GIVEN REQUEST: Could you write out every line of these items again, requests included, but move each answer point by adding 92 to both its x and y coordinates, and leave the pictures out?
--- Start WORKING DATA ---
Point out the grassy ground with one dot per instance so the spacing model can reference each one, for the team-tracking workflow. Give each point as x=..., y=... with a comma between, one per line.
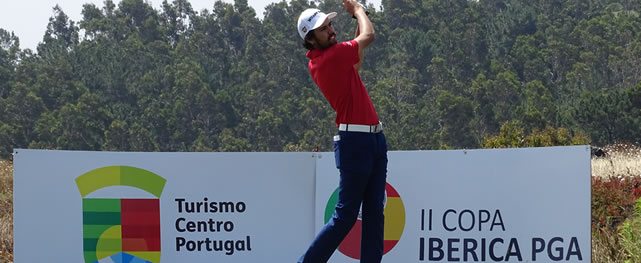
x=610, y=175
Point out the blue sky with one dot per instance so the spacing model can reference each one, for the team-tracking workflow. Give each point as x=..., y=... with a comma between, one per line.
x=28, y=18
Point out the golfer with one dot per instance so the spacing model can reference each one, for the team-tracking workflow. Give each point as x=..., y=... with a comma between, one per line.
x=360, y=148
--- End WORKING DATA ---
EXERCISE OUTPUT:
Point out the grassy ground with one dot per instance so the spacing model can reference each one, for the team-tracking workflow. Give each point as x=..., y=... with a comma between, one per line.
x=702, y=267
Point out the blue sky with one dot per instance so the spacing model can reference each one, for the team-tracking workflow. Give each point as x=..., y=... with a comma between, one per line.
x=120, y=110
Point out the golfer with one dot per instance so the spacing model can reference each one, for the team-tracking workflow. Give each point as x=..., y=... with a comma between, one per line.
x=452, y=240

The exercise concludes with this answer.